- _Set problem_: Report every line of the listing below that contains the string "vent". Copy each such line in full.

#####

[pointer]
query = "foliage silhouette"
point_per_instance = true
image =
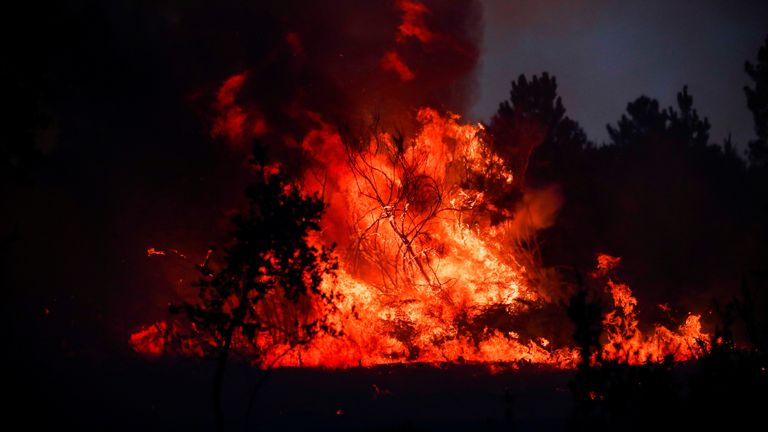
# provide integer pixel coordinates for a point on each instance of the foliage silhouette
(757, 102)
(266, 291)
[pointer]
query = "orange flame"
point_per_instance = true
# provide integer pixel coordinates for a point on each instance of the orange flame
(427, 256)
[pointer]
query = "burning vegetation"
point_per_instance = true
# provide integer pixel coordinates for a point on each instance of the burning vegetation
(434, 264)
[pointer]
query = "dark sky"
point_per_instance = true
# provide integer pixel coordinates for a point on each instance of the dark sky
(606, 53)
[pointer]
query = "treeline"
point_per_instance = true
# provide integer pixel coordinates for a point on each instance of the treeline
(687, 214)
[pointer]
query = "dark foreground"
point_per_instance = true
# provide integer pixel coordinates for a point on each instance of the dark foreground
(136, 394)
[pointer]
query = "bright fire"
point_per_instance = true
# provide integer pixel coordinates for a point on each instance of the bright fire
(433, 269)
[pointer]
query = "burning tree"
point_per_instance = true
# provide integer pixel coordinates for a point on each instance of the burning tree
(264, 297)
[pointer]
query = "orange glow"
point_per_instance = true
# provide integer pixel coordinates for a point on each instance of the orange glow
(626, 342)
(427, 257)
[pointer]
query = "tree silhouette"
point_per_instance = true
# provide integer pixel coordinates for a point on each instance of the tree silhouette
(532, 132)
(266, 291)
(757, 101)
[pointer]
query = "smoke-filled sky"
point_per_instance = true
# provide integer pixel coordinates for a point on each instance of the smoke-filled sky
(606, 53)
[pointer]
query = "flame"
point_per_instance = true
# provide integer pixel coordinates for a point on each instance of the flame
(627, 343)
(427, 256)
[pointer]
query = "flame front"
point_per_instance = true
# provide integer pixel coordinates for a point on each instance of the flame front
(433, 268)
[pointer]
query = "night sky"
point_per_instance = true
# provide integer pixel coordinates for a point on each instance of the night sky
(116, 101)
(606, 53)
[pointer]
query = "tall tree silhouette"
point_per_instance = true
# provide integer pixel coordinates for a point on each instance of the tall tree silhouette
(267, 287)
(532, 132)
(757, 101)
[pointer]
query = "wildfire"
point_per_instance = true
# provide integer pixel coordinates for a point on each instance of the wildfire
(432, 270)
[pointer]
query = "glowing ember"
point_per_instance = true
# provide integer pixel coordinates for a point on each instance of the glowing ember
(431, 269)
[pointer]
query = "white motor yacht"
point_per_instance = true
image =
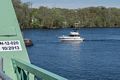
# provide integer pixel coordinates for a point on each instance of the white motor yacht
(73, 36)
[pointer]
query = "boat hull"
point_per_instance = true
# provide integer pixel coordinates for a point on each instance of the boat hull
(71, 38)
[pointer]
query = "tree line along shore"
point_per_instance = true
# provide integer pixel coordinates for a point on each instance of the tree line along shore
(50, 18)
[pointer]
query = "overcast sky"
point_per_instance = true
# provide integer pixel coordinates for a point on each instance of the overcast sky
(72, 4)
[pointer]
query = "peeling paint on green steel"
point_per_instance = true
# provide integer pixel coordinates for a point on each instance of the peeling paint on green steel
(9, 30)
(22, 67)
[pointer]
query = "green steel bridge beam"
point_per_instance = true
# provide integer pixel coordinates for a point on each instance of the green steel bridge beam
(24, 69)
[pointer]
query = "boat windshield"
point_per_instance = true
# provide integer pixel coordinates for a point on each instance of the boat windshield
(74, 35)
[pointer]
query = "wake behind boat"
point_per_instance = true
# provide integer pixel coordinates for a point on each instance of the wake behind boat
(73, 36)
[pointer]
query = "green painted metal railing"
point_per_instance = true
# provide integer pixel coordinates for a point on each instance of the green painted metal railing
(23, 71)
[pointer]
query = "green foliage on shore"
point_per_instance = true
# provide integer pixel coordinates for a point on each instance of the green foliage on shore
(44, 17)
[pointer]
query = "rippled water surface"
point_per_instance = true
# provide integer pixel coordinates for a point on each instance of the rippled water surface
(96, 58)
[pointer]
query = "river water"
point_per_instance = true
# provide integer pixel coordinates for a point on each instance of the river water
(96, 58)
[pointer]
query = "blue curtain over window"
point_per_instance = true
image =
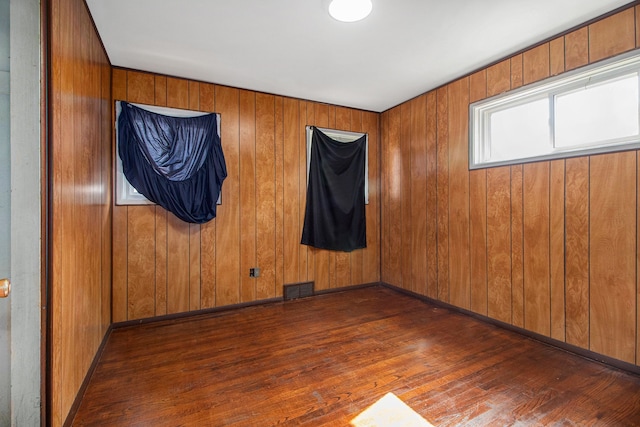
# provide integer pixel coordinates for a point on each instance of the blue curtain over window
(176, 162)
(335, 213)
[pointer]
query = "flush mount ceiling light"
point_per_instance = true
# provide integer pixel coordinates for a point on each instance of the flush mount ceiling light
(350, 10)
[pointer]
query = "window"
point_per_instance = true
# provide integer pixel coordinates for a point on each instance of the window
(126, 194)
(592, 110)
(346, 137)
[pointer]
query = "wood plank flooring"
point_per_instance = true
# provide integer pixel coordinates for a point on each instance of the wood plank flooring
(326, 359)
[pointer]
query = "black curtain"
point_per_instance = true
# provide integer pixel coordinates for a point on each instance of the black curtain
(176, 162)
(335, 214)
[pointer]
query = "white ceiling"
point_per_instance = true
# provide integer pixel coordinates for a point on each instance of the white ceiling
(294, 48)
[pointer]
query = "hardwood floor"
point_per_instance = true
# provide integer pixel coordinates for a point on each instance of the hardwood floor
(326, 359)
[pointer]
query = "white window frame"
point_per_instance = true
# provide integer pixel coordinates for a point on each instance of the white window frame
(480, 112)
(125, 193)
(346, 137)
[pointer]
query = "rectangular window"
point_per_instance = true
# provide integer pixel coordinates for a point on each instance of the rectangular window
(591, 110)
(346, 137)
(126, 194)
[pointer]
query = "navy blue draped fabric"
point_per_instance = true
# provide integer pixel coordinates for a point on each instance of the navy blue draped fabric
(176, 162)
(335, 213)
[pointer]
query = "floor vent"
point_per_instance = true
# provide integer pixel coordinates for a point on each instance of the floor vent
(298, 290)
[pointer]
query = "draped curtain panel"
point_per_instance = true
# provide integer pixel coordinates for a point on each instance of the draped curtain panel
(335, 213)
(176, 162)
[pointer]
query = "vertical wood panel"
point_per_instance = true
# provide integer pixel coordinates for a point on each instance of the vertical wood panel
(161, 261)
(177, 93)
(432, 196)
(160, 90)
(459, 193)
(279, 151)
(557, 215)
(517, 245)
(247, 194)
(384, 193)
(207, 230)
(419, 195)
(357, 256)
(265, 196)
(478, 212)
(228, 213)
(195, 278)
(612, 35)
(178, 257)
(141, 224)
(342, 259)
(303, 250)
(576, 48)
(141, 254)
(556, 248)
(371, 264)
(140, 87)
(613, 278)
(81, 151)
(577, 251)
(516, 71)
(498, 78)
(537, 310)
(120, 231)
(499, 244)
(160, 95)
(443, 193)
(394, 198)
(291, 189)
(194, 95)
(178, 263)
(535, 64)
(406, 235)
(321, 256)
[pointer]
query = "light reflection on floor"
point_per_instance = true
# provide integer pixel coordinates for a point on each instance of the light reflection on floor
(389, 411)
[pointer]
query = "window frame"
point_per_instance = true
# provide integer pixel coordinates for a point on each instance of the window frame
(125, 193)
(346, 137)
(601, 72)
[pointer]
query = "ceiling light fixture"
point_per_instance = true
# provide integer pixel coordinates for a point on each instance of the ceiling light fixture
(350, 10)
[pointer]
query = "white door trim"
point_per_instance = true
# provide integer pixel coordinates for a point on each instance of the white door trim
(26, 303)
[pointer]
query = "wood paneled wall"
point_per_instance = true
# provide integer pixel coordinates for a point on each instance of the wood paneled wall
(162, 265)
(551, 246)
(81, 188)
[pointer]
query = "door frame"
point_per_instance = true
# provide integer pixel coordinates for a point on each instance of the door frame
(28, 191)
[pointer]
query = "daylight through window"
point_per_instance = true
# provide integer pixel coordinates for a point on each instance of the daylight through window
(592, 110)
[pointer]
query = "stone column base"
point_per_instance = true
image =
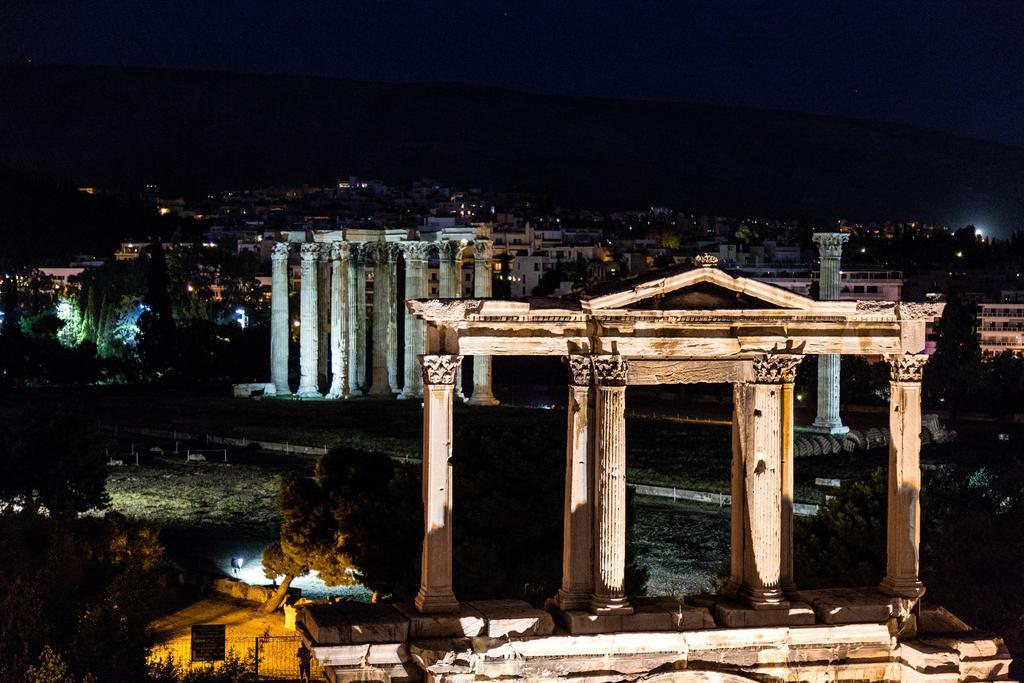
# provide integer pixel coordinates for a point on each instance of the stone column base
(485, 399)
(436, 603)
(902, 588)
(832, 428)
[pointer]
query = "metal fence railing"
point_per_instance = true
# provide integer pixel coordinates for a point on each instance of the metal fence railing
(269, 657)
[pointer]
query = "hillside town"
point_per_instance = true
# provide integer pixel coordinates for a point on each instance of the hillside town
(542, 250)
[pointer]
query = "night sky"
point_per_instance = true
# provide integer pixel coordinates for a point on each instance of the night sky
(956, 67)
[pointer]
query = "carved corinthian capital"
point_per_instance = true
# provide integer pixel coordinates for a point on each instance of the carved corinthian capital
(581, 370)
(830, 244)
(439, 369)
(609, 370)
(340, 251)
(416, 251)
(906, 368)
(483, 250)
(776, 369)
(451, 249)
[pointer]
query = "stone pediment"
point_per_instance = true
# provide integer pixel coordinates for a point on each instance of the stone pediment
(695, 289)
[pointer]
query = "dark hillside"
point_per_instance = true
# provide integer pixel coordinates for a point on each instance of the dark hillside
(196, 131)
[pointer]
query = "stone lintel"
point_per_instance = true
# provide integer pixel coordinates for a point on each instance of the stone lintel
(648, 614)
(851, 605)
(506, 619)
(733, 615)
(467, 623)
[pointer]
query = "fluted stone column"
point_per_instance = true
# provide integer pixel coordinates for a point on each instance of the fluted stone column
(416, 288)
(903, 525)
(578, 526)
(356, 319)
(788, 482)
(280, 322)
(324, 318)
(761, 419)
(308, 322)
(339, 321)
(380, 383)
(392, 319)
(609, 481)
(435, 580)
(827, 420)
(482, 289)
(449, 286)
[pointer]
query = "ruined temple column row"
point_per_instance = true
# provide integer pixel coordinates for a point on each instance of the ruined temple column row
(339, 321)
(482, 289)
(309, 322)
(416, 288)
(578, 527)
(380, 384)
(830, 250)
(761, 554)
(450, 286)
(435, 593)
(903, 518)
(609, 487)
(280, 322)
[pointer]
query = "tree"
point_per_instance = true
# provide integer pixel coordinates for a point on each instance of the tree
(951, 378)
(52, 463)
(157, 343)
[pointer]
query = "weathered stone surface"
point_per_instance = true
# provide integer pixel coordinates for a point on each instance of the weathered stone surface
(850, 605)
(513, 617)
(736, 616)
(351, 623)
(466, 623)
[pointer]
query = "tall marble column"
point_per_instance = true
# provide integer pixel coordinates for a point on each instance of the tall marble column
(788, 482)
(339, 321)
(449, 286)
(762, 420)
(380, 384)
(280, 322)
(827, 420)
(309, 322)
(392, 319)
(356, 318)
(482, 289)
(578, 525)
(435, 579)
(324, 318)
(903, 525)
(416, 288)
(609, 487)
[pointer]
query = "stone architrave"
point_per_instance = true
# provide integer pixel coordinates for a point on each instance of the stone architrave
(324, 318)
(435, 580)
(356, 305)
(416, 288)
(609, 484)
(903, 519)
(449, 287)
(339, 321)
(830, 251)
(309, 322)
(280, 322)
(392, 318)
(482, 289)
(380, 384)
(578, 526)
(759, 478)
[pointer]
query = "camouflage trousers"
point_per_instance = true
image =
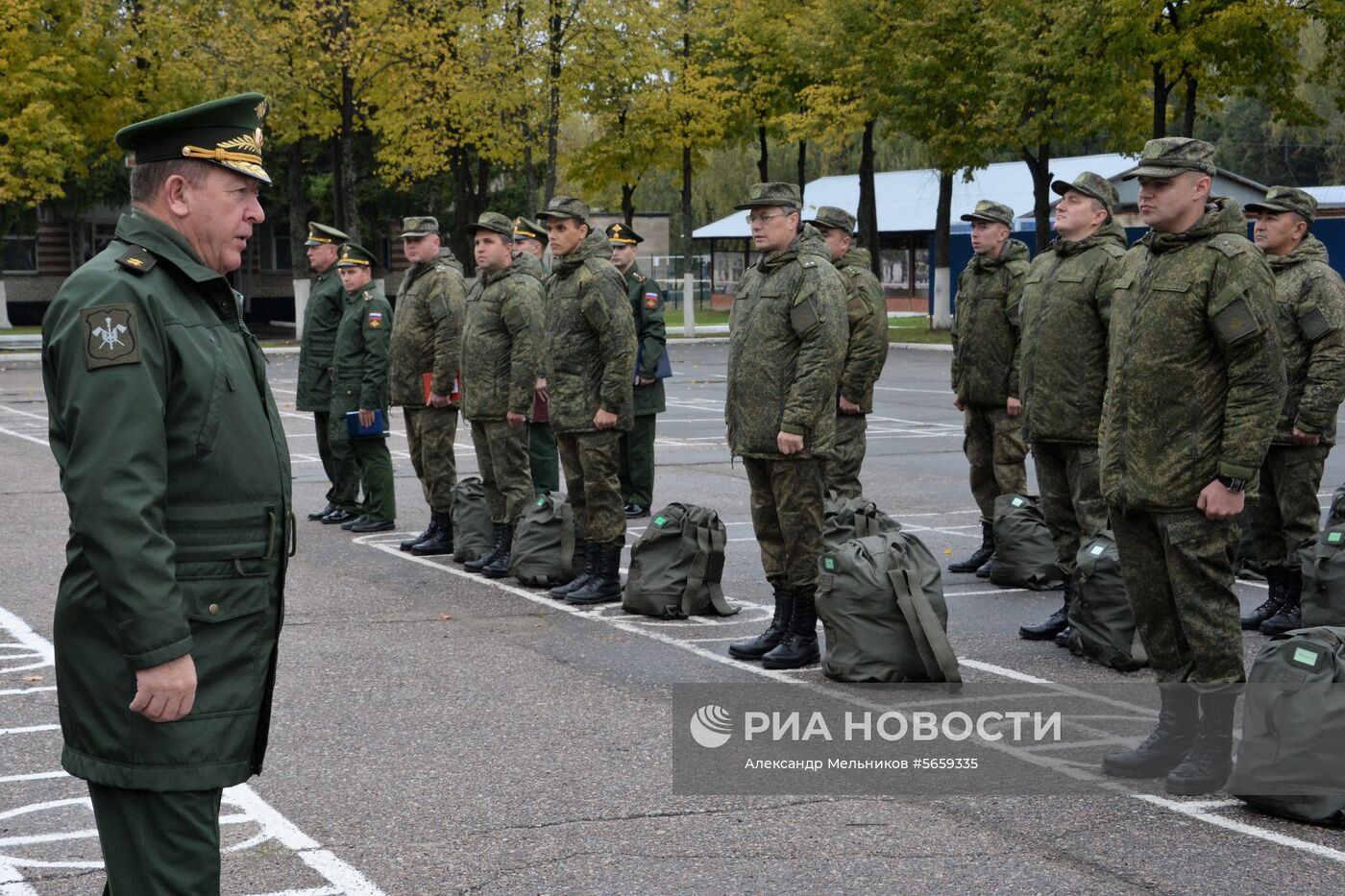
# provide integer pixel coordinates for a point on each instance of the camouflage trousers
(995, 451)
(1179, 572)
(501, 458)
(1286, 513)
(1071, 496)
(787, 517)
(850, 444)
(429, 436)
(589, 460)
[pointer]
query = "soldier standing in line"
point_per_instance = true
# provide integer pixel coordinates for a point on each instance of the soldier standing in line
(501, 351)
(1065, 311)
(313, 392)
(359, 383)
(646, 295)
(1310, 304)
(787, 338)
(427, 341)
(985, 370)
(867, 351)
(587, 381)
(1194, 383)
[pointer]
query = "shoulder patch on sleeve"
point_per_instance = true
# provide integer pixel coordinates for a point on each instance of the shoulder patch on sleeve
(111, 335)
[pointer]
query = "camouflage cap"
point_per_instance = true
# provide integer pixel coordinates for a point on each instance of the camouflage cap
(1169, 157)
(834, 218)
(1287, 200)
(786, 195)
(1089, 184)
(991, 211)
(421, 227)
(495, 222)
(565, 207)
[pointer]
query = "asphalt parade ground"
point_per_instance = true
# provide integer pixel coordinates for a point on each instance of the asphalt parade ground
(436, 732)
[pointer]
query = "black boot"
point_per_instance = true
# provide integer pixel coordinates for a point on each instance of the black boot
(1273, 603)
(1208, 764)
(800, 646)
(498, 568)
(984, 553)
(1170, 741)
(604, 586)
(775, 633)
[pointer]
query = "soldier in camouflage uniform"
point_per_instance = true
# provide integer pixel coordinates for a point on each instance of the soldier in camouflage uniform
(648, 299)
(501, 359)
(428, 341)
(985, 369)
(1065, 309)
(787, 339)
(1194, 382)
(587, 381)
(867, 351)
(1310, 304)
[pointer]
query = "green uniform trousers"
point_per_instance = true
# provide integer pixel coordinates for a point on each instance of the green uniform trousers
(501, 459)
(787, 517)
(158, 844)
(850, 446)
(638, 462)
(339, 466)
(1286, 513)
(1071, 496)
(594, 487)
(995, 451)
(429, 435)
(544, 459)
(1179, 572)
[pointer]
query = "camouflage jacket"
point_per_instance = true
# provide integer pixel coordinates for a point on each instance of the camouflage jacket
(501, 343)
(429, 329)
(1310, 304)
(985, 327)
(787, 338)
(1065, 309)
(1194, 378)
(589, 339)
(867, 309)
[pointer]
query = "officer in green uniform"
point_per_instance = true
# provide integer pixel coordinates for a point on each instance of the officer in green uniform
(648, 299)
(867, 350)
(313, 392)
(1194, 383)
(177, 475)
(359, 383)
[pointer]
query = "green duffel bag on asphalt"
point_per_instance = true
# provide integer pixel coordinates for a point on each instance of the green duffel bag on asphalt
(1102, 624)
(880, 600)
(474, 536)
(1288, 761)
(1025, 557)
(542, 552)
(678, 564)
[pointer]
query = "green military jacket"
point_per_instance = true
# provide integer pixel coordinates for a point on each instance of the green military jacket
(787, 338)
(359, 363)
(1065, 312)
(867, 311)
(1194, 376)
(648, 301)
(1310, 304)
(591, 339)
(501, 343)
(322, 314)
(177, 475)
(429, 329)
(985, 327)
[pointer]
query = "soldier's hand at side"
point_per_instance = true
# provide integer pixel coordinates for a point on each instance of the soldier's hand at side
(165, 691)
(1216, 502)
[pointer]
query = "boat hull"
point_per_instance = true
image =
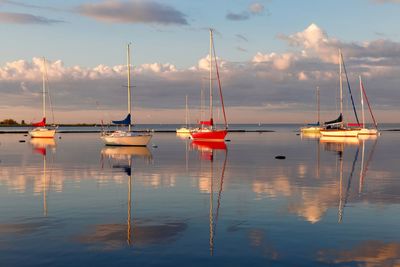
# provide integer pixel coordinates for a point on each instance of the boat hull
(126, 139)
(312, 129)
(183, 130)
(209, 135)
(340, 132)
(42, 133)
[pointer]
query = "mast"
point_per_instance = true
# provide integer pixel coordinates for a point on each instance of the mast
(186, 114)
(362, 103)
(129, 230)
(44, 186)
(128, 55)
(211, 83)
(341, 81)
(318, 108)
(369, 106)
(44, 87)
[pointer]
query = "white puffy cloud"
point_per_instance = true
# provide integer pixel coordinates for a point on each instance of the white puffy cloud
(134, 11)
(278, 83)
(278, 61)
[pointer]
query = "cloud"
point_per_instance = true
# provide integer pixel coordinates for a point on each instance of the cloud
(237, 16)
(25, 5)
(386, 1)
(135, 11)
(23, 18)
(241, 37)
(277, 83)
(256, 8)
(252, 10)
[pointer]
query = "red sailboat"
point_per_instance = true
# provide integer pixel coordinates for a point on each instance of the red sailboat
(207, 130)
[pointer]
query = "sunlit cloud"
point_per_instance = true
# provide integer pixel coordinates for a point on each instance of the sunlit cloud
(135, 11)
(23, 18)
(269, 81)
(252, 10)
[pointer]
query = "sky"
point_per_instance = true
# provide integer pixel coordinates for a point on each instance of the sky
(272, 54)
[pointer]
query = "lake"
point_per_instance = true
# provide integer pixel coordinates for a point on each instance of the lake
(75, 202)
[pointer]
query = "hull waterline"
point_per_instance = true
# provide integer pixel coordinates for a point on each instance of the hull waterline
(340, 133)
(210, 136)
(42, 133)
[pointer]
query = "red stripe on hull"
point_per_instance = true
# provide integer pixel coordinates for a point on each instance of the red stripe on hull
(211, 136)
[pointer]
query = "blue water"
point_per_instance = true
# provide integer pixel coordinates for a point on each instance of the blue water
(75, 202)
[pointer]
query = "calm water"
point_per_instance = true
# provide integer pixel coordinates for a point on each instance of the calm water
(75, 202)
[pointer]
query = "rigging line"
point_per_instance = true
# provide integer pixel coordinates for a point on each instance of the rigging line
(369, 106)
(220, 87)
(348, 85)
(350, 177)
(48, 92)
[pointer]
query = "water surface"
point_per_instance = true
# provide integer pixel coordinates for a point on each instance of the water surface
(75, 202)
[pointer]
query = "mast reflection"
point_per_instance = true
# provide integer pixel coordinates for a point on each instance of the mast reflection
(126, 154)
(40, 146)
(208, 151)
(339, 144)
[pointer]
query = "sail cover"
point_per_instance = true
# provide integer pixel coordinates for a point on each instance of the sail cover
(125, 121)
(40, 124)
(337, 121)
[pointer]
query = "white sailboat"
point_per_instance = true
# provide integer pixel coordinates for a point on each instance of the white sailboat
(366, 131)
(126, 138)
(41, 131)
(207, 130)
(337, 128)
(184, 129)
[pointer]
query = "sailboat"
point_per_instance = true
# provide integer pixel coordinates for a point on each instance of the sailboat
(316, 127)
(184, 129)
(337, 128)
(126, 138)
(41, 131)
(207, 130)
(366, 131)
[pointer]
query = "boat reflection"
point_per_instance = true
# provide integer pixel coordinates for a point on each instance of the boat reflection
(40, 146)
(135, 231)
(306, 135)
(183, 135)
(207, 152)
(126, 153)
(339, 145)
(368, 253)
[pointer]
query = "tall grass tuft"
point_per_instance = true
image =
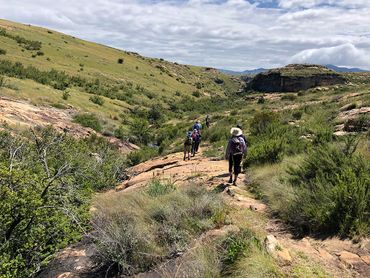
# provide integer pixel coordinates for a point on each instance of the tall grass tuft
(135, 231)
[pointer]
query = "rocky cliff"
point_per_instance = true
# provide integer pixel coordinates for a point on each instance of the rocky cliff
(295, 77)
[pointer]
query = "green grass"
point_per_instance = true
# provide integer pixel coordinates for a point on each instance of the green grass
(135, 231)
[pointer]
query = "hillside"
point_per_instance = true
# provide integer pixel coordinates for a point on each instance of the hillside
(293, 78)
(125, 80)
(93, 181)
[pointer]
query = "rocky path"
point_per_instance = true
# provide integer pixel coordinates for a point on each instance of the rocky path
(23, 114)
(339, 258)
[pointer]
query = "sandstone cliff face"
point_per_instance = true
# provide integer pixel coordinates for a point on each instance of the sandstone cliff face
(293, 78)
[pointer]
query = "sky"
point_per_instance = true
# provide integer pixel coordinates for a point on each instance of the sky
(227, 34)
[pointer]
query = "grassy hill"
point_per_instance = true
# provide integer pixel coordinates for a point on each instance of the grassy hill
(123, 79)
(307, 159)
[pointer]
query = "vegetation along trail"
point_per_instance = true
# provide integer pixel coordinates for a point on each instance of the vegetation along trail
(290, 256)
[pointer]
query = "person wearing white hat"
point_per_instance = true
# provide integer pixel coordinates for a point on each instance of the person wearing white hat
(235, 150)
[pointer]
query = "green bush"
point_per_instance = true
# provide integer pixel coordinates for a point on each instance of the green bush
(45, 188)
(358, 124)
(149, 228)
(267, 151)
(196, 94)
(156, 188)
(289, 97)
(145, 153)
(236, 246)
(140, 131)
(332, 193)
(2, 81)
(261, 121)
(297, 115)
(88, 120)
(97, 100)
(66, 95)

#####

- _Answer to this task_:
query = "floor vent"
# provide integer pixel coordinates for a point on each instance of the floor vent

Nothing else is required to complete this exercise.